[SHORT EXERCISE]
Using the records below, copy out exactly the line that contains "the red sneaker" and every line that follows it, up to and including the last, and no others.

Start DATA PROVIDED

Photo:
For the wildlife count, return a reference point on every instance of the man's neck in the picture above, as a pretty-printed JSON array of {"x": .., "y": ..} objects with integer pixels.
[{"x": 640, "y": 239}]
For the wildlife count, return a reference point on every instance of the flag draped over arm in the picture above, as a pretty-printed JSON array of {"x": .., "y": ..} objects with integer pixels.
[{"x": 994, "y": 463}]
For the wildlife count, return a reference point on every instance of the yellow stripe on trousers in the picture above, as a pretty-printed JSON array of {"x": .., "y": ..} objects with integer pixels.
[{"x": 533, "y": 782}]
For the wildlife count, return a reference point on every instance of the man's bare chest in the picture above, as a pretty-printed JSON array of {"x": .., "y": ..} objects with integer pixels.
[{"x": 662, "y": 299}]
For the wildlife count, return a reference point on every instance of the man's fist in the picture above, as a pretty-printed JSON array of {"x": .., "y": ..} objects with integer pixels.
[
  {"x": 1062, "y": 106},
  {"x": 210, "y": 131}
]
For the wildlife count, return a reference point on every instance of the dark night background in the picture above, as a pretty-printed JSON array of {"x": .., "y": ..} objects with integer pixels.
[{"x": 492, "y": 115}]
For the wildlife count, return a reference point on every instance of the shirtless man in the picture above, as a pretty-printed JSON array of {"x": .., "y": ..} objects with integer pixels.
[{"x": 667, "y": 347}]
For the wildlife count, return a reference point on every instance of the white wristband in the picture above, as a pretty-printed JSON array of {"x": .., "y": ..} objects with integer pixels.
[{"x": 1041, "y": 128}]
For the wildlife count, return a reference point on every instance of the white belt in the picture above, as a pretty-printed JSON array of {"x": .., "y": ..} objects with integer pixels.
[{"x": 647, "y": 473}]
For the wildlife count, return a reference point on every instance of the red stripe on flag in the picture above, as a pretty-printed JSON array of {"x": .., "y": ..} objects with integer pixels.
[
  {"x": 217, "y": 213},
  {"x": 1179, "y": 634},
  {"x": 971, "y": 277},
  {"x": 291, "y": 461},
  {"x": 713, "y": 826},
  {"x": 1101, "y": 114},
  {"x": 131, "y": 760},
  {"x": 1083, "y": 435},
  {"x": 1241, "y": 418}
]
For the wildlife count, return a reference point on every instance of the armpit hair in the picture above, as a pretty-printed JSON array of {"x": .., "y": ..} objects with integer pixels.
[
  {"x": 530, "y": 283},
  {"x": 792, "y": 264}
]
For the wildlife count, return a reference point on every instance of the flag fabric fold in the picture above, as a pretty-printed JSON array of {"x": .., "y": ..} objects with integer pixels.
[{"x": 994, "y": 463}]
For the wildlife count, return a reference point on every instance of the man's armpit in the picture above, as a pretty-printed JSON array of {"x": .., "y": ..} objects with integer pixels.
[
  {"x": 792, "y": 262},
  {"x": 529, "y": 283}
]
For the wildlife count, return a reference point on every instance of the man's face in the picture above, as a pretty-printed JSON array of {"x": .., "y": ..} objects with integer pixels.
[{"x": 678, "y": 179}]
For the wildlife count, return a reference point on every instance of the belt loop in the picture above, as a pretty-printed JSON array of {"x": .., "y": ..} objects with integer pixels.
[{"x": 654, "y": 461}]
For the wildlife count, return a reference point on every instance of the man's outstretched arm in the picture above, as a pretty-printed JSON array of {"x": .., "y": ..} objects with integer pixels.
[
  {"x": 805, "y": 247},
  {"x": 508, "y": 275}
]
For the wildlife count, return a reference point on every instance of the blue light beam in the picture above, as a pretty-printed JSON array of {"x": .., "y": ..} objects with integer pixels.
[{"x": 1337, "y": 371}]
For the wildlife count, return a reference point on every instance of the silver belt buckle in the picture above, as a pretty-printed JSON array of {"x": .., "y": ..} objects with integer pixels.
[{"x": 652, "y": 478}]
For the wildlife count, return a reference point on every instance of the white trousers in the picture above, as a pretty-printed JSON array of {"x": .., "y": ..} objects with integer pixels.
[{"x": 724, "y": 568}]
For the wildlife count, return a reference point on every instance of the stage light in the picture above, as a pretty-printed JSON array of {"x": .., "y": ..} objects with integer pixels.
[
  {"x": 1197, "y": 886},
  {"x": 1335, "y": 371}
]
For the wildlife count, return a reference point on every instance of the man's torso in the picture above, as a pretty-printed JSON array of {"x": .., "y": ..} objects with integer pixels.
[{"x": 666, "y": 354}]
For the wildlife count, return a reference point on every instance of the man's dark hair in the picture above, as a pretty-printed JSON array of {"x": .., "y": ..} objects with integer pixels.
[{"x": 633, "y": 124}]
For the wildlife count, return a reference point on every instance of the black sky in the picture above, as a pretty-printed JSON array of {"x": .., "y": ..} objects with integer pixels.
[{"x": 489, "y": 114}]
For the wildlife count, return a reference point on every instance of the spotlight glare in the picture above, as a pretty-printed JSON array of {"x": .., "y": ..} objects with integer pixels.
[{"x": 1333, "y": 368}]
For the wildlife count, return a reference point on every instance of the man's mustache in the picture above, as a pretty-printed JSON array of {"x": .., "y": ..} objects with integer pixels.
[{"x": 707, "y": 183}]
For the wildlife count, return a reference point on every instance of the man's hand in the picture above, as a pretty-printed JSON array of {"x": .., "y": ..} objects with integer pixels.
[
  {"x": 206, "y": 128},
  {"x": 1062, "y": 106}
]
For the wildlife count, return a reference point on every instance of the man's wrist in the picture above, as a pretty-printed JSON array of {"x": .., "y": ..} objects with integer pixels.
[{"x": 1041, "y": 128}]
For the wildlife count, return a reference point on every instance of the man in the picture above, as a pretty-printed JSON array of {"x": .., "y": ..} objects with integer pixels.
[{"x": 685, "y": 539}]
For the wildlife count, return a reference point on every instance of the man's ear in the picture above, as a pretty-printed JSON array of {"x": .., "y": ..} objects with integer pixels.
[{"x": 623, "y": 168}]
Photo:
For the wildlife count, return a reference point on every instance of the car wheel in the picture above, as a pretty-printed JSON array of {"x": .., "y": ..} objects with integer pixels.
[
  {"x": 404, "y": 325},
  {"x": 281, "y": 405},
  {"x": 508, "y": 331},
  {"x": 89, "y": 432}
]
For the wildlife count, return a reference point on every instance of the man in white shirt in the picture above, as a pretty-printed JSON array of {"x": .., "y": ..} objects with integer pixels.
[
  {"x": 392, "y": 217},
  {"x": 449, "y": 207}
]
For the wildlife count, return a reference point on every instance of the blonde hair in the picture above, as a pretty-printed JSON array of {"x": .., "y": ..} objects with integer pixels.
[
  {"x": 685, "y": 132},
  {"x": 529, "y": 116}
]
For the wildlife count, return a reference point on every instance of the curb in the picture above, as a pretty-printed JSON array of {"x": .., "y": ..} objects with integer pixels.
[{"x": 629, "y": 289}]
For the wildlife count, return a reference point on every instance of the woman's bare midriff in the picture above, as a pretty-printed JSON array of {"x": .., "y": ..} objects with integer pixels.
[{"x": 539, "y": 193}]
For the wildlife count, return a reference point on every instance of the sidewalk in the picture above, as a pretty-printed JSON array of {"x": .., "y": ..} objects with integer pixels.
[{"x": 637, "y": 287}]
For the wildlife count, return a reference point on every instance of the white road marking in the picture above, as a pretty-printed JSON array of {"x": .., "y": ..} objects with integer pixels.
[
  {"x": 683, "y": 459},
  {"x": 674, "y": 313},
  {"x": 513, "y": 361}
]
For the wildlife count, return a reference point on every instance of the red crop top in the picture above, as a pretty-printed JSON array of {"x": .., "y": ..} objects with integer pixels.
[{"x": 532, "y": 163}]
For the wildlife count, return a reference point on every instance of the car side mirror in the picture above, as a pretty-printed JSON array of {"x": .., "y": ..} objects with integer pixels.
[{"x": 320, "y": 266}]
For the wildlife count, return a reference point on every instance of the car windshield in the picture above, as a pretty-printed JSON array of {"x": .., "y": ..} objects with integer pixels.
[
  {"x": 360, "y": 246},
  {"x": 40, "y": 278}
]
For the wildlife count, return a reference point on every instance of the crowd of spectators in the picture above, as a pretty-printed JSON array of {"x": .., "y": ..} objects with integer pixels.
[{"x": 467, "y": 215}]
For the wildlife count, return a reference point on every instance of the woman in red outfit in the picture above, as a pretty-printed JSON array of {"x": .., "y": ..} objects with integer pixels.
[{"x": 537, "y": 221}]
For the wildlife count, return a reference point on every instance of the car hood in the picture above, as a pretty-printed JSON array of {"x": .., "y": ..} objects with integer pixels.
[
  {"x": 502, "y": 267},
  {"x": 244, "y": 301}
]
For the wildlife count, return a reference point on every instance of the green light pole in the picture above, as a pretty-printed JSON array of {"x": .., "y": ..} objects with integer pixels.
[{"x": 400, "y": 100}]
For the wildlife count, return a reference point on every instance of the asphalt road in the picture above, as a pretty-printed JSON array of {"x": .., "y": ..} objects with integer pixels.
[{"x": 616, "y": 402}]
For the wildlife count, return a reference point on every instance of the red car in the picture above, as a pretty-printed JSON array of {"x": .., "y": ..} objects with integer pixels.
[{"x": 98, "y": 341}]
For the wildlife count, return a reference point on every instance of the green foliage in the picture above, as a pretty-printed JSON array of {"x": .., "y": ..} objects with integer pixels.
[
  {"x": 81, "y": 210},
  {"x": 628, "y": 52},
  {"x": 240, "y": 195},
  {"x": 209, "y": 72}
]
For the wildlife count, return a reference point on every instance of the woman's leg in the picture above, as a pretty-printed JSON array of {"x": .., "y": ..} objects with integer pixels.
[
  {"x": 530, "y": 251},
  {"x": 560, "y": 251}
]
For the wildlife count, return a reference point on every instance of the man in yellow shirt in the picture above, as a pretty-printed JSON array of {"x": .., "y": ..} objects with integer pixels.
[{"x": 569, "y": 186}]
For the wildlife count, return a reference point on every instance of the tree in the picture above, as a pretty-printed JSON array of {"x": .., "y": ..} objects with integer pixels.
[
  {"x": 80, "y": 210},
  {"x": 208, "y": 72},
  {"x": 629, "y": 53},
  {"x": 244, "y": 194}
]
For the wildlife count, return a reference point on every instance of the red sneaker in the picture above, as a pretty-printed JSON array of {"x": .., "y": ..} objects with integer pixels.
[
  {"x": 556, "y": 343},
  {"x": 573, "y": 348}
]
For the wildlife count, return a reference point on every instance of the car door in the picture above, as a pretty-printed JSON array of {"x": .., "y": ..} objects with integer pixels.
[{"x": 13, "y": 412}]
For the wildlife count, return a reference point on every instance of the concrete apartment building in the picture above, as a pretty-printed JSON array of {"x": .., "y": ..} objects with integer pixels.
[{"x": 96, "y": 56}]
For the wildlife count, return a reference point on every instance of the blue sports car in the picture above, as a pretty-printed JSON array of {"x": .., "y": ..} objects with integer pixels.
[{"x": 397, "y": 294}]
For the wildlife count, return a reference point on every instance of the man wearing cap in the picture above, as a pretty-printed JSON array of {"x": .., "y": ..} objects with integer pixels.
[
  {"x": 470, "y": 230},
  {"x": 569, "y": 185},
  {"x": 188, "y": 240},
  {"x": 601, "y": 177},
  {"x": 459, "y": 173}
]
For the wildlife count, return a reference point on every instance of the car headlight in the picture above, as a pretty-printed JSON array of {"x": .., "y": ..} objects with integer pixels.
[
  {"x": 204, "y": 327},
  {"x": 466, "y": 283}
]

End DATA PROVIDED

[EXERCISE OUTPUT]
For the wildlife count, return a reference point on every instance of the red sneaker in the picture above, as a pretty-printed JSON array of {"x": .., "y": ..} objects with integer pixels.
[
  {"x": 556, "y": 343},
  {"x": 573, "y": 348}
]
For the wildlife count, return a reference point on every instance of the car door in the picture above, as a pretty-printed JSON array of {"x": .., "y": ..} objects with integer pixels.
[{"x": 13, "y": 412}]
For the wildlife count, return a reference point on every instance of the concrete apartment building in the picture above, as a pretty-printed JSON array of {"x": .., "y": ..} objects with integer pixels.
[{"x": 96, "y": 56}]
For the wildlife count, return a reference point on every instance of the blue sports car in the picture above, as a pretty-printed JSON array of {"x": .., "y": ..} objects with integer pixels.
[{"x": 397, "y": 294}]
For the wildlife count, return a reference point on every instance of the man wearing cap in the picture above, as a pretty-printed JSON array of {"x": .., "y": ..} objects with integer pixels.
[
  {"x": 470, "y": 230},
  {"x": 569, "y": 185},
  {"x": 188, "y": 240},
  {"x": 601, "y": 177},
  {"x": 459, "y": 173}
]
For the wildlife count, return a reference point on every instance of the car headlight in the picture above, as a pretty-printed JSON array of {"x": .., "y": ..} objects with integer pixels.
[
  {"x": 204, "y": 327},
  {"x": 466, "y": 283}
]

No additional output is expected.